**TASK STATEMENT**
Find every line in the listing below that contains the word "Where" and copy each of those lines.

**INFORMATION SUPPLIED**
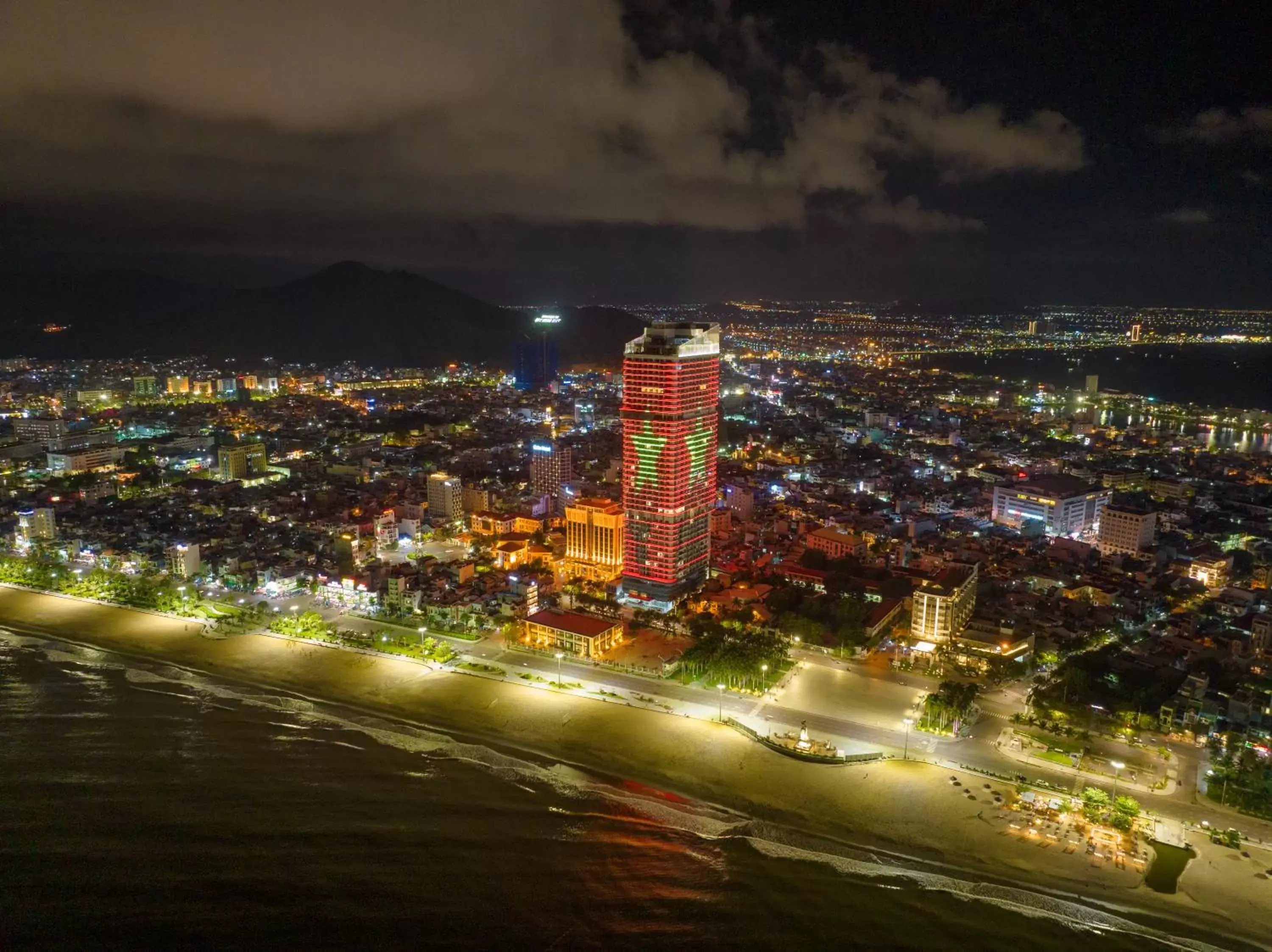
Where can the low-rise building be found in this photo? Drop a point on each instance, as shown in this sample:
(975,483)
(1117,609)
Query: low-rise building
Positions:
* * *
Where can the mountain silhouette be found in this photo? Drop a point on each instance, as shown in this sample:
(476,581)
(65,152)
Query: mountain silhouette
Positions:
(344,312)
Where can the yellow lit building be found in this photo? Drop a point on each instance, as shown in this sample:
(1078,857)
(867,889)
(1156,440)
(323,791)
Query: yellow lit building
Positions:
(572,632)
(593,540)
* * *
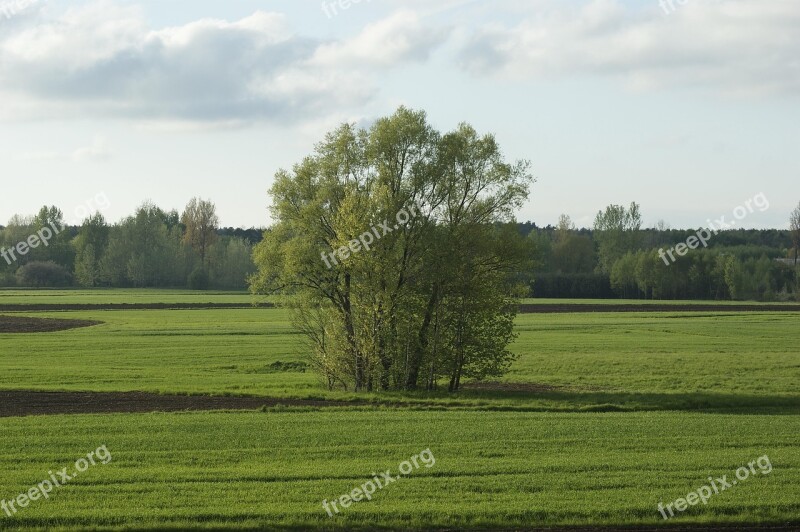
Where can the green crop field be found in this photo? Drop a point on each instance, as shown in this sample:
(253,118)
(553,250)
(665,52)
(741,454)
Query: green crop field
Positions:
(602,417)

**ANSWER TO THIS PROBLEM**
Where can the low-rise building be found in this photo? Drop a point on each instance, as shown in this sample:
Where can the mountain silhouette be found in this photo? Drop a point on each instance, as shown in this sample:
Where can the yellow lit building be found in this photo? Drop a point on each instance, as shown in this sample:
Where can the green crop field be found in this photo? Drop a point on each instance, as shown in this sample:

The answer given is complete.